-- ИСХОДНЫЙ ТЕКСТ --
■ ■ ■ ■

К счастью, он вскоре переключился на другую девочку из нашей компании.

Слава Рябов, его брат, объяснение мне вручил в «письменном виде». Ответа не получил. Мы продолжали общаться как ни в чём не бывало.

Женился он на практике. Пришёл в общежитие, взял чемодан и объявил: «Ну, ребята, я пошёл. Я женился».

Девушка после института томилась в захолустье. Слава увёз её сначала в город, а потом – в Израиль.

Володя Дудырев, оказывается (я через много лет узнала это от Ирины Федодеевой), на день рождения подарил мне картину: на лесной полянке молоденький солдат в гимнастёрке и девушка, а под нею слово «объяснение» мне, как оказалось. Но узнала я об этом через несколько лет. Улыбаюсь и сейчас. Объяснение у нас состоялось у Главпочтамта, и Володя рассказывал мне о Лёне Шапкине. На практике Лёня спал и по ночам во сне называл моё имя, а днём над ним посмеивались ребята, и он стал на ночь бинтовать зубы. Володя предупреждал меня, и я устроила с Лёней разговор о том, чтобы он ни на что не надеялся. Что я ко всем отношусь одинаково.

■ ■ ■ ■

-- ИЗВЛЕЧЁННЫЕ ЗАПИСИ --
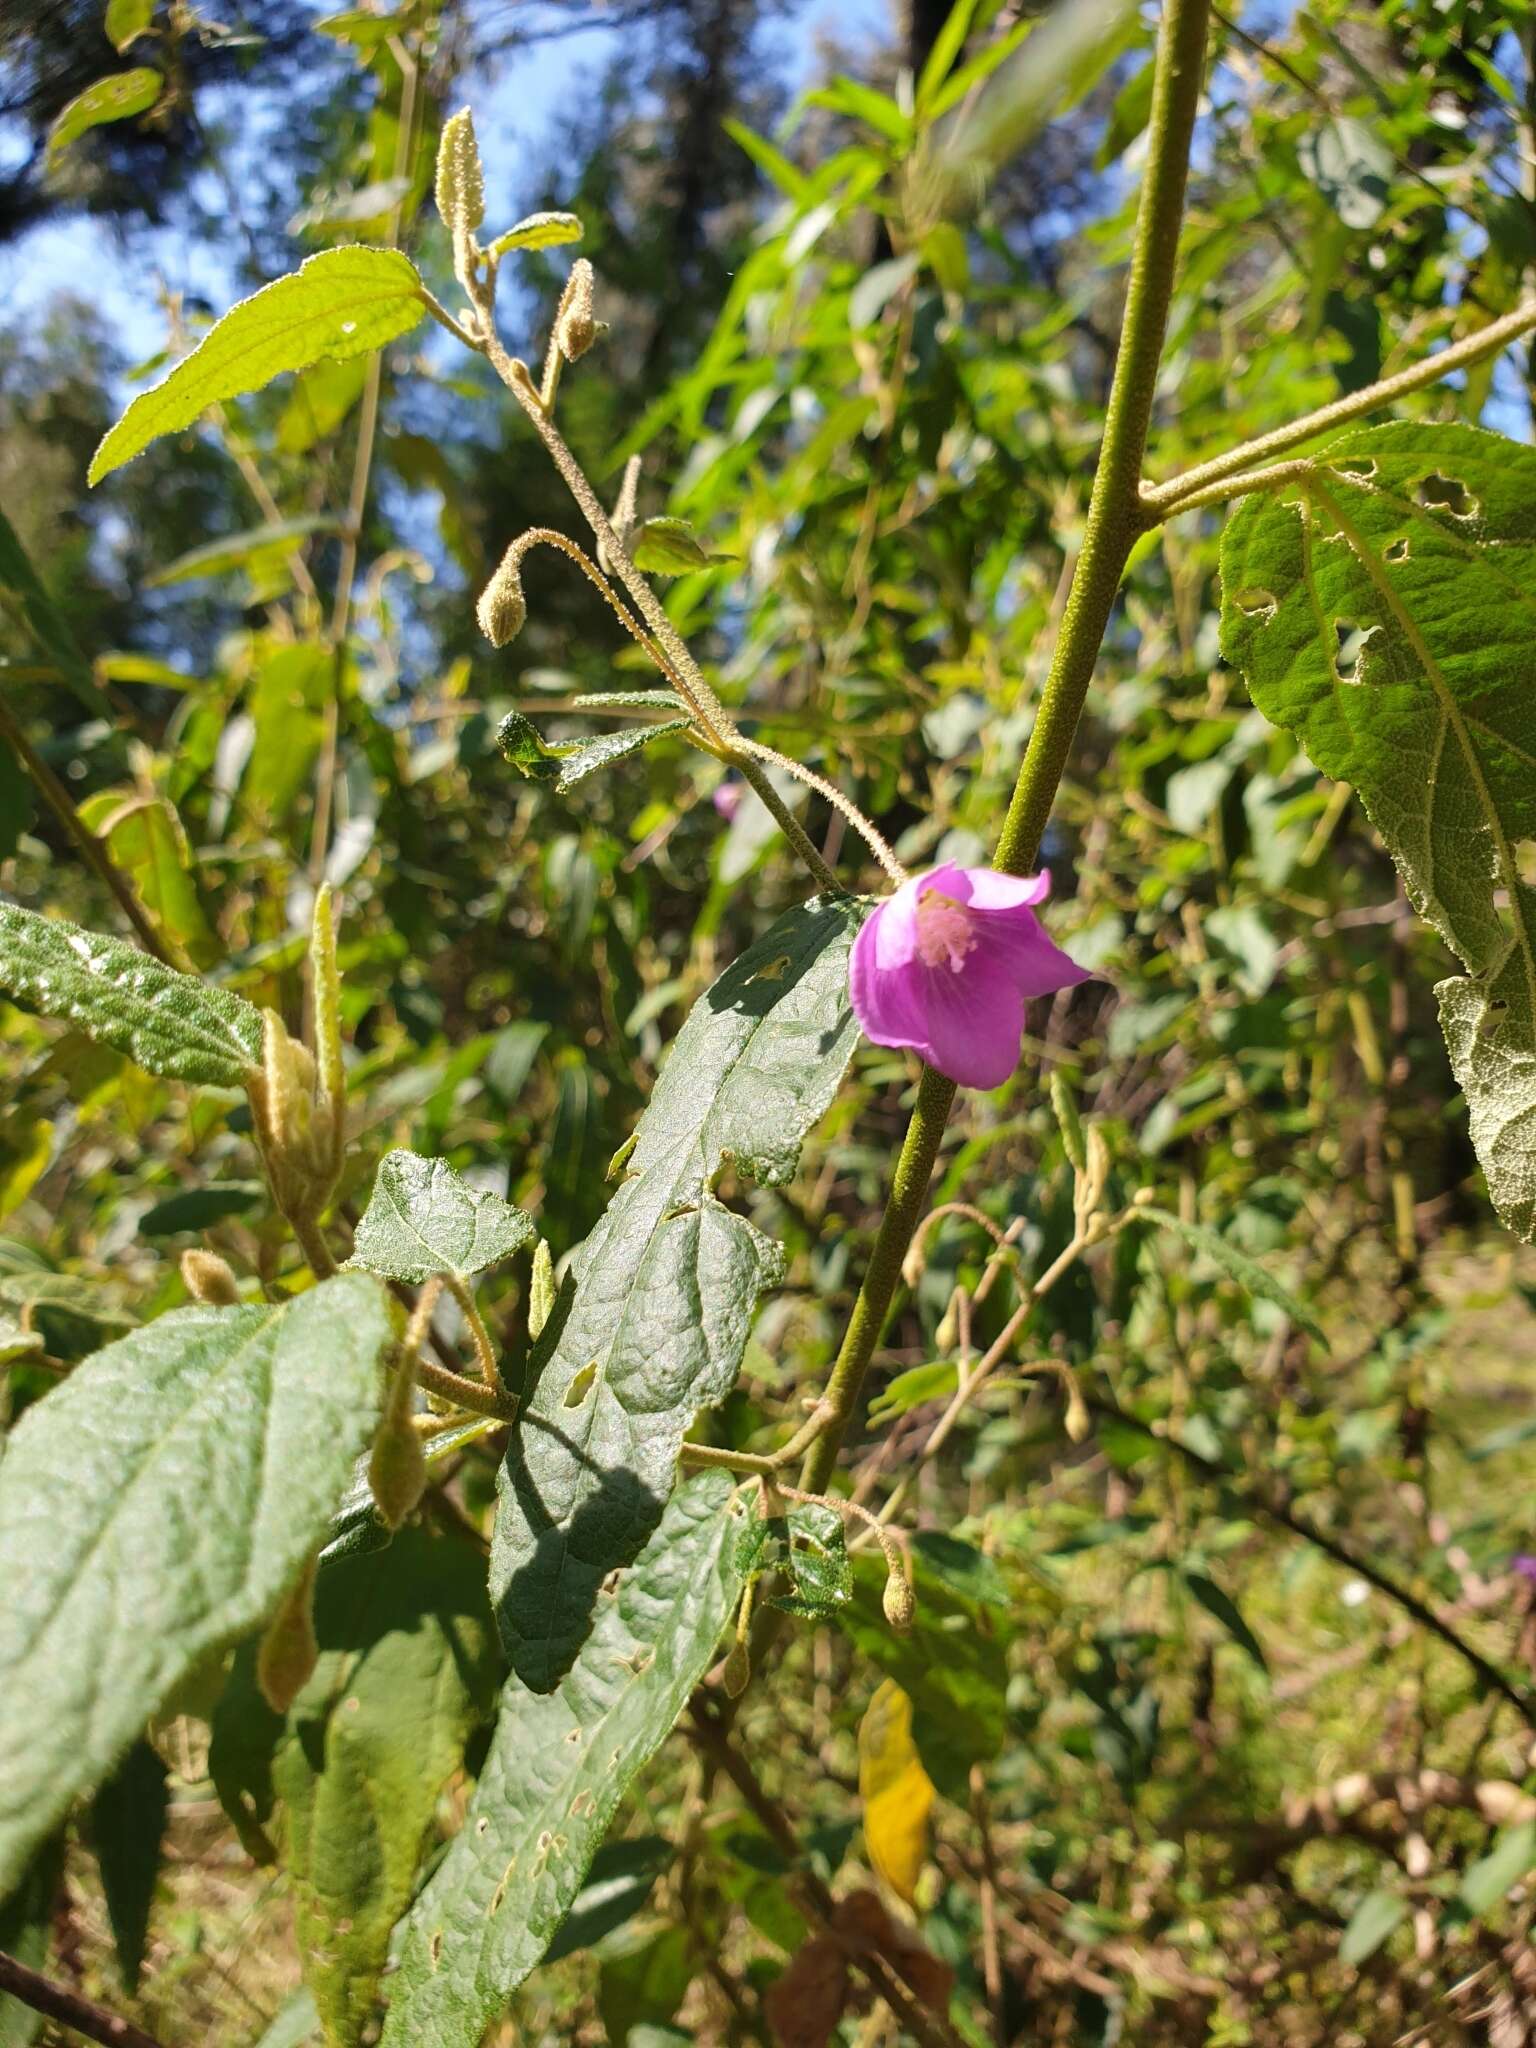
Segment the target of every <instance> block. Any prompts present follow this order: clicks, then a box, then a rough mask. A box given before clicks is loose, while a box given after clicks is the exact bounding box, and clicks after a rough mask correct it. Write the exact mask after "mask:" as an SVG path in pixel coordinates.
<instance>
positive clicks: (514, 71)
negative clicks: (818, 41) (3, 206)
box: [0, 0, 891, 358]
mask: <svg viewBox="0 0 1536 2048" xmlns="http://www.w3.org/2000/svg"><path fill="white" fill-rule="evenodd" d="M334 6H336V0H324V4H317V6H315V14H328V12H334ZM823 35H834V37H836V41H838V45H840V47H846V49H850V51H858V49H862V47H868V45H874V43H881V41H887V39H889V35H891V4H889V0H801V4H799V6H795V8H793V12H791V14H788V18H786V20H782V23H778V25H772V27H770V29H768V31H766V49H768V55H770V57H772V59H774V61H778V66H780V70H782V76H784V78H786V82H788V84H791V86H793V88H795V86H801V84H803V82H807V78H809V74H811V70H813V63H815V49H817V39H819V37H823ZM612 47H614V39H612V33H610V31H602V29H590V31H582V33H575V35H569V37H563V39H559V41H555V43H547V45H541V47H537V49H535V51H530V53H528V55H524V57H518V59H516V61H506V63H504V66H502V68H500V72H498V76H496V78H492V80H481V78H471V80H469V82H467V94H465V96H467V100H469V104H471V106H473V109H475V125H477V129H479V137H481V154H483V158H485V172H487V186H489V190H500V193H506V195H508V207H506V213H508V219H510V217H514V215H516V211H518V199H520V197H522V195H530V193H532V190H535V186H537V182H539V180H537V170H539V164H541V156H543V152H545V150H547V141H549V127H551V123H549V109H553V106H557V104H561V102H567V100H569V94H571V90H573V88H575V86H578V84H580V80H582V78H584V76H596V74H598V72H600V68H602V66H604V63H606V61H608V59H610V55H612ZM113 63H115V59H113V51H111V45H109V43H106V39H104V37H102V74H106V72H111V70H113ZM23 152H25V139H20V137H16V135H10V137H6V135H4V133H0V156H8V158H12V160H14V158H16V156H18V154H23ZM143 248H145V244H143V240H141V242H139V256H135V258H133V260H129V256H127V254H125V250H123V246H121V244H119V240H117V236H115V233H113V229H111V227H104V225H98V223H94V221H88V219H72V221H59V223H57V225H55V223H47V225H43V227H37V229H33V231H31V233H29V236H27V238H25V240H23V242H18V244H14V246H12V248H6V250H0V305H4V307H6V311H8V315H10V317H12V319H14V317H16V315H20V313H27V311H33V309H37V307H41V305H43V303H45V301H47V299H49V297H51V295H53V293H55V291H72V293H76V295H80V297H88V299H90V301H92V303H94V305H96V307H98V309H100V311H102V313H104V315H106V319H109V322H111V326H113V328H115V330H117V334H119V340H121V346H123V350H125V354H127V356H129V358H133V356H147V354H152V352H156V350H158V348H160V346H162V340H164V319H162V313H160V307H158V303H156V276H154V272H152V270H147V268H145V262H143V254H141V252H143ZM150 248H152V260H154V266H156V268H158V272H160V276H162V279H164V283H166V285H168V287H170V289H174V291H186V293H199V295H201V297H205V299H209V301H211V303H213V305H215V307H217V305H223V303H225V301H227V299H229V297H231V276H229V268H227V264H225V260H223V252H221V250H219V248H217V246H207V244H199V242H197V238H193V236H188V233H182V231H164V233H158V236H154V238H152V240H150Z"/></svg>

■ ■ ■ ■

-- ОБЯЗАТЕЛЬНЫЕ ЗАДАНИЯ --
(A) Перечислите всех людей, которых исходный текст называет по имени и фамилии.
(B) Где, по исходному тексту, прошло объяснение с Володей?
(C) Замените «Слава» на «Вячеслав» и перепишите исходный текст со слов «Слава Рябов, его» и вплоть до слов «потом – в Израиль.».
Записи с исходным текстом никак не связаны.

-- СПИСОК ОТВЕТОВ --
(A) Слава Рябов, Володя Дудырев, Ирина Федодеева, Лёня Шапкин.

(B) У Главпочтамта.

(C)
Вячеслав Рябов, его брат, объяснение мне вручил в «письменном виде». Ответа не получил. Мы продолжали общаться как ни в чём не бывало.

Женился он на практике. Пришёл в общежитие, взял чемодан и объявил: «Ну, ребята, я пошёл. Я женился».

Девушка после института томилась в захолустье. Вячеслав увёз её сначала в город, а потом – в Израиль.